Edit the records from the start up to and including the line with "[(186, 116), (6, 74)]": write those lines out again with "marker" changed to "dot" and everything else left as is.

— Start of Data excerpts —

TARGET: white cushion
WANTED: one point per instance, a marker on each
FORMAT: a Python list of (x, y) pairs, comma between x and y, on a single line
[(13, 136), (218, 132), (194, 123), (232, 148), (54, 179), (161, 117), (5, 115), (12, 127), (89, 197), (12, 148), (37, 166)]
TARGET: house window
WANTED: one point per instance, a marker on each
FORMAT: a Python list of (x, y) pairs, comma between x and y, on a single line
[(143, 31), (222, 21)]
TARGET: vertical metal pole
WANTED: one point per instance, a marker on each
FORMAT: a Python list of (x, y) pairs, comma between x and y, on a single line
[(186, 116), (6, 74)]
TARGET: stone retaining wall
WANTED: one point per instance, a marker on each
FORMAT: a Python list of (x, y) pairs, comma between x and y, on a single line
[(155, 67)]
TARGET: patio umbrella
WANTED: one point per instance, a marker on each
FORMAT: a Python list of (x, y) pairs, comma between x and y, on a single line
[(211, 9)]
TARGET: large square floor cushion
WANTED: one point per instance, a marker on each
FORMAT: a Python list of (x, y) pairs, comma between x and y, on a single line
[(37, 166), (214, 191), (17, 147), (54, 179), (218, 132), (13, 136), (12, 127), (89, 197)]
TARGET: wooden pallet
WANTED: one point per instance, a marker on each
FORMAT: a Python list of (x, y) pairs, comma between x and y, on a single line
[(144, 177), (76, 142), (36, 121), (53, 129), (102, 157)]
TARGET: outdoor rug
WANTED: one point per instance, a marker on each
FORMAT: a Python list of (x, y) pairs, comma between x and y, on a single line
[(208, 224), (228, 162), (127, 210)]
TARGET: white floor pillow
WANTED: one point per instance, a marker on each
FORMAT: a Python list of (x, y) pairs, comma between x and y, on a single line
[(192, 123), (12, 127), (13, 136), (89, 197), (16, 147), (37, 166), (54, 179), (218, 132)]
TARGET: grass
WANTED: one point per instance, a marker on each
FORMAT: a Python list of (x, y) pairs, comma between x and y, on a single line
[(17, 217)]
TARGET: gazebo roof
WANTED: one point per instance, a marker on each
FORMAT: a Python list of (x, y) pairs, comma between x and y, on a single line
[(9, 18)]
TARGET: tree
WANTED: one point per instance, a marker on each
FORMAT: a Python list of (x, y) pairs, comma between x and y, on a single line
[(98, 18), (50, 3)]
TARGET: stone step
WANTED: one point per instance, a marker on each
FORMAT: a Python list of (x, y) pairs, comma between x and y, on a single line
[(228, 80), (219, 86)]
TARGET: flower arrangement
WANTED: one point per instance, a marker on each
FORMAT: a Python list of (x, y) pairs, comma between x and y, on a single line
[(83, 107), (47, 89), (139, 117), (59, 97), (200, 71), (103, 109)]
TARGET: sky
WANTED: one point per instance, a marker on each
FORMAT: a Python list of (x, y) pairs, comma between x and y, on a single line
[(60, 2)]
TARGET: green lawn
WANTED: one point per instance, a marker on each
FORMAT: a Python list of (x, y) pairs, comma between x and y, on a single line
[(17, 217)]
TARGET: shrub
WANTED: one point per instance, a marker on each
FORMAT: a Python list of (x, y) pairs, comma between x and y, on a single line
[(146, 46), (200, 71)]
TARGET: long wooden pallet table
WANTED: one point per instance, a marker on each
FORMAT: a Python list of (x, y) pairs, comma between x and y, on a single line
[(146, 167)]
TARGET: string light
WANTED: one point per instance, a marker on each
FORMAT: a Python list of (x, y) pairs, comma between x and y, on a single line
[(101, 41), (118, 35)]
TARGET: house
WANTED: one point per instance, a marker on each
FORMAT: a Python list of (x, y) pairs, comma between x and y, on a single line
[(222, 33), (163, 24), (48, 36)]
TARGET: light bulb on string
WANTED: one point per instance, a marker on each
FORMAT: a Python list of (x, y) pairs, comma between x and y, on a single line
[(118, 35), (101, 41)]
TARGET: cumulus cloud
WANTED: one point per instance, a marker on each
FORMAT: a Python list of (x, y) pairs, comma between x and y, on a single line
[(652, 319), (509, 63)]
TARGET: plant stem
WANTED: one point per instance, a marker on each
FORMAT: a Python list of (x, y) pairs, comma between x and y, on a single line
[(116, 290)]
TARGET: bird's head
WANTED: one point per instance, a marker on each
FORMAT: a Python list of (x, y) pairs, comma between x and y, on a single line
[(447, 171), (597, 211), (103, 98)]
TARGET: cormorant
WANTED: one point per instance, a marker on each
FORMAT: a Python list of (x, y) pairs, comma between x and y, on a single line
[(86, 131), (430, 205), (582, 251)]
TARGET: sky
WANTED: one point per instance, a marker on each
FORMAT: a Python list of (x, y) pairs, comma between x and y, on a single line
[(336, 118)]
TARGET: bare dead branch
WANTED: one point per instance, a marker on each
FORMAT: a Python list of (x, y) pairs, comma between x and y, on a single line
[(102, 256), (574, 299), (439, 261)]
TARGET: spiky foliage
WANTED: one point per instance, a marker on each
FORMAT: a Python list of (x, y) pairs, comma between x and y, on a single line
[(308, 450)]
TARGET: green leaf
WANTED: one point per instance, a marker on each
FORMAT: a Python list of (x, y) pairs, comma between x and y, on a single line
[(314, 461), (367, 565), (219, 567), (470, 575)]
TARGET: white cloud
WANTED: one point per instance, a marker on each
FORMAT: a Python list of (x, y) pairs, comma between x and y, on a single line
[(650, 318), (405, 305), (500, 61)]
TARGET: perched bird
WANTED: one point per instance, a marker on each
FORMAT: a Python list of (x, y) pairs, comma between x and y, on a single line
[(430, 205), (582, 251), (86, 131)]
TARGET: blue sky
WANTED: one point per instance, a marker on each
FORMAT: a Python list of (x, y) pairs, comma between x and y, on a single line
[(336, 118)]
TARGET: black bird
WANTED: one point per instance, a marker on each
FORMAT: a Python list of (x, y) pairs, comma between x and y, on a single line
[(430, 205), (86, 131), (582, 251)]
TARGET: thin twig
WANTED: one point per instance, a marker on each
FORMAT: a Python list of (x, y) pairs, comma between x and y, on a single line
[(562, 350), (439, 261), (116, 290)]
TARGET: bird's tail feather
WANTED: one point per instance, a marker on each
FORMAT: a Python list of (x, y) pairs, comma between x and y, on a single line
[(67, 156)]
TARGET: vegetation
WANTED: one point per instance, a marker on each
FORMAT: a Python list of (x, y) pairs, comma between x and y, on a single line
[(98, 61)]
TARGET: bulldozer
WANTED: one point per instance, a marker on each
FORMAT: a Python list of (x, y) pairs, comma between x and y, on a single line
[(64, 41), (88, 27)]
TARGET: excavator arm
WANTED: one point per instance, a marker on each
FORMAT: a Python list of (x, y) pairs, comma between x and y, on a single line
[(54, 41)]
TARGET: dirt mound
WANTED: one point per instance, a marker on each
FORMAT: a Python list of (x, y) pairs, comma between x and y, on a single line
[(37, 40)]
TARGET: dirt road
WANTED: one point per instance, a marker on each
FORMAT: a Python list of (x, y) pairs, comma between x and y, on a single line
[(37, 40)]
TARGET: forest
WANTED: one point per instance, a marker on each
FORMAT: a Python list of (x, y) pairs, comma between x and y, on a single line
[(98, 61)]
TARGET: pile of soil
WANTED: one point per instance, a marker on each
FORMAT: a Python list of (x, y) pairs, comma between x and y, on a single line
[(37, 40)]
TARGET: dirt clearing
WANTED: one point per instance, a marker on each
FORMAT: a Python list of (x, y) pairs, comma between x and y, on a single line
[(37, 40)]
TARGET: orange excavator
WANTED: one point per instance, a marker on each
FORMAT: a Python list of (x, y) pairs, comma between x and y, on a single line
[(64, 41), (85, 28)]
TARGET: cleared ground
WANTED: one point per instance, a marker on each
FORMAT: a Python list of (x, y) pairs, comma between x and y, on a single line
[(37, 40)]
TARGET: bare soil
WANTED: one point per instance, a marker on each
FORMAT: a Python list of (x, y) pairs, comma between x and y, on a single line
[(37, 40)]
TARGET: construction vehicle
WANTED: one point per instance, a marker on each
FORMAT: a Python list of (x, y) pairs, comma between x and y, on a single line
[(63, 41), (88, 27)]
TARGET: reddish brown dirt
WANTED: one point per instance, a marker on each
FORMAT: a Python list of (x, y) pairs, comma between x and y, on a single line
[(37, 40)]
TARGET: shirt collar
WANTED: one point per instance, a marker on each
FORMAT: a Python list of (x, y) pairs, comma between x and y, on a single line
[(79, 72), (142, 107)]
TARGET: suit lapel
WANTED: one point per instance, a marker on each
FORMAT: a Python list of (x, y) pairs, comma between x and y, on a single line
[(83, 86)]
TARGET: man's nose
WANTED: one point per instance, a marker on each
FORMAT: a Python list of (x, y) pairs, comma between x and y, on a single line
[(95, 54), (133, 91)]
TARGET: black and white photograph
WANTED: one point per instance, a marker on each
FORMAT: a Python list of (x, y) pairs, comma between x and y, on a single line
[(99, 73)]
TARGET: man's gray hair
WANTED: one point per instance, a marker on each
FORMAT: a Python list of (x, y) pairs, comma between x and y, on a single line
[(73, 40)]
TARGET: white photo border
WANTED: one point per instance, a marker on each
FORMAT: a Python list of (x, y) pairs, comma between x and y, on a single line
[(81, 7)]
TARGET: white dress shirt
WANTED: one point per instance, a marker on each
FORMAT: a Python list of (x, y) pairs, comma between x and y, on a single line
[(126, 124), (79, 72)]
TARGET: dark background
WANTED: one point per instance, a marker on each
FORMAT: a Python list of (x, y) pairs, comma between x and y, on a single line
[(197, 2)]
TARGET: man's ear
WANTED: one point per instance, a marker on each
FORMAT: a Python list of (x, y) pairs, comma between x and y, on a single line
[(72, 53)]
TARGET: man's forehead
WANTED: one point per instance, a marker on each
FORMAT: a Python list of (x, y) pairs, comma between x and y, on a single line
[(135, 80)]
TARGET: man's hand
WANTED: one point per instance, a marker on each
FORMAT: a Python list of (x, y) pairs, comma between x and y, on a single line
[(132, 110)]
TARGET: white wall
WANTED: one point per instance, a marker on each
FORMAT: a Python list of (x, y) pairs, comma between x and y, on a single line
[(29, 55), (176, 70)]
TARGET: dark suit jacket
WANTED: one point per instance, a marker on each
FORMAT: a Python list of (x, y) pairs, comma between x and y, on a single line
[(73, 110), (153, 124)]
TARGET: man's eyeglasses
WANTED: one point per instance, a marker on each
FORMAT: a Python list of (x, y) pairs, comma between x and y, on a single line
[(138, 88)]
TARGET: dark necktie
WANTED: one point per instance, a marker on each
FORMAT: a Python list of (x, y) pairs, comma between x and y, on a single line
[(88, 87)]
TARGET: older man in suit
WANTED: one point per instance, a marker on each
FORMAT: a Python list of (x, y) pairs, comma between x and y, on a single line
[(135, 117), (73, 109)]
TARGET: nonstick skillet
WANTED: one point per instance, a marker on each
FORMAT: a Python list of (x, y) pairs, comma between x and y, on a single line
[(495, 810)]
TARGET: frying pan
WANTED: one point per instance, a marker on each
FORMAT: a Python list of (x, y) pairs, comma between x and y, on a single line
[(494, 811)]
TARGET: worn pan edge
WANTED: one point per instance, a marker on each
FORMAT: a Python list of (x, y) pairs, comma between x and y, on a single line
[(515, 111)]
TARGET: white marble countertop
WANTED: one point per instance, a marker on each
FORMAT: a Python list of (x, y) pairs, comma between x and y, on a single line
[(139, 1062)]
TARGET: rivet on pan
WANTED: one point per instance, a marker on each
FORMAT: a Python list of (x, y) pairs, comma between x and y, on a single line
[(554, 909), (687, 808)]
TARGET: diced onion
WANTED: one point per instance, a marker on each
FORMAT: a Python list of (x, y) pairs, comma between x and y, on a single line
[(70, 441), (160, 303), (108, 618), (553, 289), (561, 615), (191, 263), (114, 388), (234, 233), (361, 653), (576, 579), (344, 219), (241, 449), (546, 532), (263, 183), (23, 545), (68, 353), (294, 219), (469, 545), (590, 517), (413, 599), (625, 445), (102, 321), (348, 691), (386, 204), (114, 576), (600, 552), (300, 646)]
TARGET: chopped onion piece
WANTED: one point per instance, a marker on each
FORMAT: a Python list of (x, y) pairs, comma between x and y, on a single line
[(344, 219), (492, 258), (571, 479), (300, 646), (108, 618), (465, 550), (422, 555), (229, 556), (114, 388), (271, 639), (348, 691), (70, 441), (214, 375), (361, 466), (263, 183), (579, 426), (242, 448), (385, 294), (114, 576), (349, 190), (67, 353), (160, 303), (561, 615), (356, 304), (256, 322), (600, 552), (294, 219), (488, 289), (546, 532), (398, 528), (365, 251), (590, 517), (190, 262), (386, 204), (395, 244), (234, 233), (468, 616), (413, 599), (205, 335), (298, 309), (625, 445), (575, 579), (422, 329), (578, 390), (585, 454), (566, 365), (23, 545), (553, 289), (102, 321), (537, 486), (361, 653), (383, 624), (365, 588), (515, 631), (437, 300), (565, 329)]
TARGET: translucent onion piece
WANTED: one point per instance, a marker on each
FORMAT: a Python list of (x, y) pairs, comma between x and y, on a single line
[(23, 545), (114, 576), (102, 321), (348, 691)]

— End of Data excerpts —

• **Response**
TARGET: white cushion
WANTED: one point per instance, a dot on each
FORMAT: a Python list of (x, y) pairs, comma between x and y, on a single line
[(13, 136), (218, 132), (194, 123), (232, 148), (54, 179), (161, 117), (5, 115), (12, 127), (89, 197), (12, 148), (37, 166)]
TARGET: house window
WANTED: one point per instance, a dot on each
FORMAT: a Python list of (x, y) pairs, comma between x and y, on a single line
[(143, 31), (222, 21)]
TARGET: vertical metal pole
WANTED: one point per instance, a dot on each
FORMAT: a Python list of (x, y) pairs, comma between x and y, on a single line
[(186, 116), (6, 74)]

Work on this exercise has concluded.